With the exception of Syracuse itself (soon to fall under Muslim rule) by the ninth century in areas that medievally were liturgically Greek the preeminent sanctoral commemoration on 13. December seems already to have been that of the holy five companions Eustratius, Auxentius, Eugenius, Mardarius, and Orestes. This was certainly so in the tenth century when these were selected by St. Symeon Metaphrastes as the Metaphrastic Menologion's saints of the 13. December and when in the then developing Synaxary of Constantinople they preceded Lucy in the entries for that day. Consequently, Lucy is very rarely found in surviving examples of central and later medieval Byzantine painting. One in which she does occur is the late tenth- or very early eleventh-century so-called Menologion of Basil II (Cittŕ del Vaticano, BAV, Vat. gr. 1613); really an overgrown synaxary, this has accounts both of Eustratius and those with him and of Lucy, each with its own illumination. Unfortunately, I've not been able to find an image of that for Lucy to link to on the free Web.

That said, the seemingly late thirteenth-century image of Lucy shown here at right with a martyr's cross in the frescoes of the rupestrian chiesa (o cripta) di Santa Lucia dei Giaconelli near Melfi (PZ) in Basilicata is traditionally Byzantine in style:
http://www.oltrefreepress.com/public/uploads/2012/01/santa-lucia_melfi.jpg

A Google image search for <Loukia icon> produced the following cross-cultural response: "Did you mean: loki icon"

**TASKS**
1 - In the excerpt on Saint Lucy, which five companions held the preeminent commemoration on 13 December in liturgically Greek areas by the ninth century?
2 - Go on with the excerpt on Saint Lucy from the point where it stops, keeping its voice.

**RECORDS SUPPLIED**
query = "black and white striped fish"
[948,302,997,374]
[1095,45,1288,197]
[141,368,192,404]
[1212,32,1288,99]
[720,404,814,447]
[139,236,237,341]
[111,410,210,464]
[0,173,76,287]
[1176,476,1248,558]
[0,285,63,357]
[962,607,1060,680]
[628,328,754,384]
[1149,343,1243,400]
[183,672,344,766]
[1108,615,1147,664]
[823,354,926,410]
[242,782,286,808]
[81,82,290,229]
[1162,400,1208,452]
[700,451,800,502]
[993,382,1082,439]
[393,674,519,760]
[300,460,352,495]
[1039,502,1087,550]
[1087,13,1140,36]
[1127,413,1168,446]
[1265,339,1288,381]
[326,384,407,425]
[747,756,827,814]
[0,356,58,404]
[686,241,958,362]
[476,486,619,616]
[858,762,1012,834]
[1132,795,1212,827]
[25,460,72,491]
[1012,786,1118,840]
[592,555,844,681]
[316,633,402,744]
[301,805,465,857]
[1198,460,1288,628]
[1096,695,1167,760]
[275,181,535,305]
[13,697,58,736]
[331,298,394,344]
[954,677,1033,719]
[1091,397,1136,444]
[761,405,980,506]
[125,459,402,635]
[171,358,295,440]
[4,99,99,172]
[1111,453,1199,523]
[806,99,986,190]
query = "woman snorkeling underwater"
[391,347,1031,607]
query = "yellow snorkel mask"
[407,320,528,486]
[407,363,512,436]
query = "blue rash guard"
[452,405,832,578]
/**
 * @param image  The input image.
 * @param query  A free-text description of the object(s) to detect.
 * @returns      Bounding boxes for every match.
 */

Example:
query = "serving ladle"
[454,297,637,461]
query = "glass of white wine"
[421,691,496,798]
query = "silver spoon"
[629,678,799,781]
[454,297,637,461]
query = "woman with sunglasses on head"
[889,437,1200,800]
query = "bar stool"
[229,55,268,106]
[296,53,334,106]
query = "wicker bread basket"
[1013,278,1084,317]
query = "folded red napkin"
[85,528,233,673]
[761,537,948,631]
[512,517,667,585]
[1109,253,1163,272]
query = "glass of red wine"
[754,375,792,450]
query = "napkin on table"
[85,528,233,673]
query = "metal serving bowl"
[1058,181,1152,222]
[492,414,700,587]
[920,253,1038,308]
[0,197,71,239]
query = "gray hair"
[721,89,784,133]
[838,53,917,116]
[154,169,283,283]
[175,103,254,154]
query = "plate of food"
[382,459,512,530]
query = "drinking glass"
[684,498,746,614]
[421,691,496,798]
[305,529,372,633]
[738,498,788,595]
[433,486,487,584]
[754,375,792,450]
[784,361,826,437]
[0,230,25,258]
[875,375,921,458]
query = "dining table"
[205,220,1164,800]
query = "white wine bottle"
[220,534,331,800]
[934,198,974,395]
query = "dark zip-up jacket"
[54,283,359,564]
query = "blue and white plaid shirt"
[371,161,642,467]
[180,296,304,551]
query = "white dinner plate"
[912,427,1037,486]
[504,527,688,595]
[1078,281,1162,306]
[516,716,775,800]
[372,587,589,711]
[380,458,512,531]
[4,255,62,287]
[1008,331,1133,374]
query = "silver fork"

**ANSWERS FOR THE EXERCISE**
1 - Eustratius, Auxentius, Eugenius, Mardarius, and Orestes.

2 -
Such a trickster, that Google!

Best again,
John Dillon 

On 12/14/14, John Dillon wrote:
 
> Further to St. Lucy (or Agia Loukia):
> 
> Lucy (d. 304, supposedly). This L. (there are others) is an early martyr of Syracuse in southeastern Sicily. Her cult is first attested from the late fourth- or early fifth-century epitaph in Greek of Euskia, a woman of about twenty-five years of age who was laid to rest at Syracuse in the Christian cemetery now known as that of San Giovanni and who, in the words of her husband, _anepauseto te heorte tes kyrias mou Loukias_ ('died on the feast of my lady Lucy'). Here's a view of the epitaph:
> http://www.kairos-web.com/images/iscrizione.jpg
> A reproduction of the inscribed text with the letters made more distinct:
> http://tinyurl.com/nr5p796
> The inscription is no. 20 in Santi Luigi Agnello, _Silloge di iscrizioni paleocristiane della Sicilia_ (Roma: "L'Erma" di Bretschneider, 1953), with the edited text on p. 23 (and in preceding Tavola I) and commentary on pp. 65-66.
> 
> Seemingly from the fifth century is the oldest known version of L.'s Passio (BHG 995). This likewise Greek-language text presents her as an affianced young woman of Syracuse who had vowed in secret to remain virginal and who made a pilgrimage with her mother to the tomb of St. Agatha at Catania. At L.'s suggestion the mother, who suffered from an incurable flux, touched the tomb and was healed. Agatha appeared to L. in a vision and revealed that it was really L.'s faith that operated her mother's cure. L. revealed to her mother her desire to remain virginal and began to live in poverty as well. This turn of events displeased L.'s fiancé, who -- the Great Persecution being now under way -- reported her to the authorities as a Christian. L. was arrested, refused to sacrifice to the gods of the state, predicted the downfall of Diocletian and Maximian, was sentenced to serve in a brothel (but a team of bullocks was unable to pull her there), underwent torture, and was decapitated. A church was built over her grave. Thus far the Passio.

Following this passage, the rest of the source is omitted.